(Stored data entries)
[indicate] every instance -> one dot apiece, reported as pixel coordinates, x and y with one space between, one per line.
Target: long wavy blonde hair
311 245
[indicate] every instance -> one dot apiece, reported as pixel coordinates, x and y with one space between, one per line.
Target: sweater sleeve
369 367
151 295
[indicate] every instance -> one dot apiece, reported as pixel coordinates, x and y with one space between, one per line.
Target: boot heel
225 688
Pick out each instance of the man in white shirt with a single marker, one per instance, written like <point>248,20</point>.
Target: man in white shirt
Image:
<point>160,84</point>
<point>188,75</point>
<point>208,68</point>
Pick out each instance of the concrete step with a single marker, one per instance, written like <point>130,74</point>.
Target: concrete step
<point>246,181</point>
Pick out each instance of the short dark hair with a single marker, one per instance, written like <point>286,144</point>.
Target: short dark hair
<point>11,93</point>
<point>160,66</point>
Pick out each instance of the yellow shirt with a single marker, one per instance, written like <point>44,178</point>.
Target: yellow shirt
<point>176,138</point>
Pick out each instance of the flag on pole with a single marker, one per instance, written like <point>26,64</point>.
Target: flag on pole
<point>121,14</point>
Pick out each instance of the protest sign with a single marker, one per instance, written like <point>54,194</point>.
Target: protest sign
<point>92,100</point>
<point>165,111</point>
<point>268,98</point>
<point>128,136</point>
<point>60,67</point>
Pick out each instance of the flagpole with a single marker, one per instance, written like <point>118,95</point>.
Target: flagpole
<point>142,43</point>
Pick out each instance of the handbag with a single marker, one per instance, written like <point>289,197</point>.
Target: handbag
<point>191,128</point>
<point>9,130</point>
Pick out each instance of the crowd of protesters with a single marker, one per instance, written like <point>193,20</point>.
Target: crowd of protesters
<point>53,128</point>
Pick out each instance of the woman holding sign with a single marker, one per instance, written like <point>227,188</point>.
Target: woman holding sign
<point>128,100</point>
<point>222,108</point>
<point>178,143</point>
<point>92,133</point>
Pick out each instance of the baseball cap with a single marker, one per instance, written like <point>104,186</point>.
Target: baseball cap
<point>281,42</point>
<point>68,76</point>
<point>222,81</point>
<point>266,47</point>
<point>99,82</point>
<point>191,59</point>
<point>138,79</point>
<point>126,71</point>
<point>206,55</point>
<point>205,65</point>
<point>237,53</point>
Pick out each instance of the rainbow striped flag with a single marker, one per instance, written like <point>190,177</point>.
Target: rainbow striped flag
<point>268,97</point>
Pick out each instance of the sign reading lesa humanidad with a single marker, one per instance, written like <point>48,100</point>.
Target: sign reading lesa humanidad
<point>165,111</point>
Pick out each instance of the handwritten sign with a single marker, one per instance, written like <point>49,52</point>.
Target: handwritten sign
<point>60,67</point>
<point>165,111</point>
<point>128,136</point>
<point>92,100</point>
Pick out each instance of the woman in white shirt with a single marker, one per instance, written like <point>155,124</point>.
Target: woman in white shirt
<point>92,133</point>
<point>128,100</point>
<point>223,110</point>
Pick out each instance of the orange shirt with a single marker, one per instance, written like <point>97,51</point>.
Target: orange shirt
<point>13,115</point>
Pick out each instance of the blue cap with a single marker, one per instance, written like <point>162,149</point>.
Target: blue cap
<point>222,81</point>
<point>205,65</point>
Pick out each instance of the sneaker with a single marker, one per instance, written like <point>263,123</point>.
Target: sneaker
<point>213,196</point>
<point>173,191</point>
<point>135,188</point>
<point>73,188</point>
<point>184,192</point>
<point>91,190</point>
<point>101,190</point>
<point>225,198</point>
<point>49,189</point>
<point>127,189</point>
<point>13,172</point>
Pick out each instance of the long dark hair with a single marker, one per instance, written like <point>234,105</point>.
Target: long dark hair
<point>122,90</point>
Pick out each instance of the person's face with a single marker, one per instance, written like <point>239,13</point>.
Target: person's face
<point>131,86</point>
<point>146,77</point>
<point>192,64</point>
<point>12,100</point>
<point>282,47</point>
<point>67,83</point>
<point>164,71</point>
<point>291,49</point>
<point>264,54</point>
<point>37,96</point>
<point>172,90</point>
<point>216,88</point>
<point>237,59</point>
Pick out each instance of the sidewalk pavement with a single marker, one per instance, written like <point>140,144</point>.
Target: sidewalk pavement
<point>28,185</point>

Your goal
Copy word for word the stretch of entries above from the line that has "Target: sign reading lesa humanidad" through the line that has "Pick out each instance of the woman in", both ends included, and nothing outside it.

Answer space
Target: sign reading lesa humanidad
<point>165,111</point>
Pick out each instance of the handwritten sign with a single marker, one per instance, written like <point>49,52</point>.
Target: handwritten sign
<point>60,67</point>
<point>165,111</point>
<point>128,136</point>
<point>92,100</point>
Pick out each instance of the woman in white shirt with a single marker, one per instance, written like <point>155,124</point>.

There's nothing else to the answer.